:: Exercise prompt ::
Each line that includes "written" must be copied from the records.

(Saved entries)

= = = =

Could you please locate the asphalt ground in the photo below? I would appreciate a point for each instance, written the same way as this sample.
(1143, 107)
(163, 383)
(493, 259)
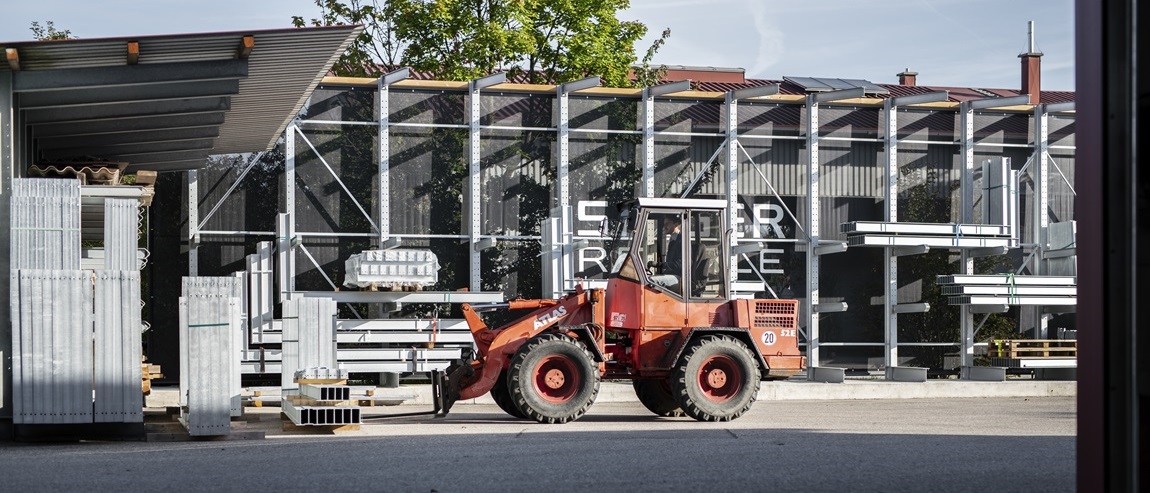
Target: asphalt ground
(913, 445)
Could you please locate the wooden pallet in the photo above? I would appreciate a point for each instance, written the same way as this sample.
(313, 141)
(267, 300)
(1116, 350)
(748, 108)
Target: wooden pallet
(148, 372)
(1033, 348)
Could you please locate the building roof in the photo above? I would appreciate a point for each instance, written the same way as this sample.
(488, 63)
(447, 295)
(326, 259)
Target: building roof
(166, 102)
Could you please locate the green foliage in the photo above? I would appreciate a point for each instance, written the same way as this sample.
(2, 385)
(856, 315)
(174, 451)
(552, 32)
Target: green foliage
(462, 39)
(580, 38)
(48, 31)
(542, 40)
(375, 46)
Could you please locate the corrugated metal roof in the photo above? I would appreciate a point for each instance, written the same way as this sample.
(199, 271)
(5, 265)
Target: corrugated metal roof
(186, 97)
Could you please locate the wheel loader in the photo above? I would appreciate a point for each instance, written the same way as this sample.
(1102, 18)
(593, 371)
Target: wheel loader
(665, 321)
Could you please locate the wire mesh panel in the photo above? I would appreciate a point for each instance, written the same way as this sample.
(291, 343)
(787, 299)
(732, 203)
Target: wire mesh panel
(121, 233)
(52, 346)
(209, 318)
(45, 223)
(308, 337)
(117, 328)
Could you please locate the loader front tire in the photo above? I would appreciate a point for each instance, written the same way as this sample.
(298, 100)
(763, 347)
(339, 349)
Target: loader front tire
(501, 395)
(553, 379)
(717, 378)
(657, 397)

= = = =

:: Output below ::
Could you please locate the asphalt ground in the photo below? I would appreciate a point for each instance, written the same way as this sample.
Could you please locate the wooden pallet in the photo above? I would appreciate a point for each instance, written the same way as this sample.
Could you please locate the building roof in the photo above? I would appreciate a point for each instance, written the same way as this sample.
Could you please locate the green foliage in the photo above? I would appreciate a point for each instance, written the same way as this sample.
Could you please locate the corrugated metal roof in the photo above? I would appreciate a point for each instance, written the same way as this sample.
Could you please locate the wheel loader in the photo above? I would appreciate a point for each instance, written the same way as this sample.
Could you please locate the wire mesh panel in the photo above? I would appreciate a point for each instance, written the same way as this sample.
Could you please locate the loader front tire in the photo above? I would appreciate a point for each instance, written the same way as this sample.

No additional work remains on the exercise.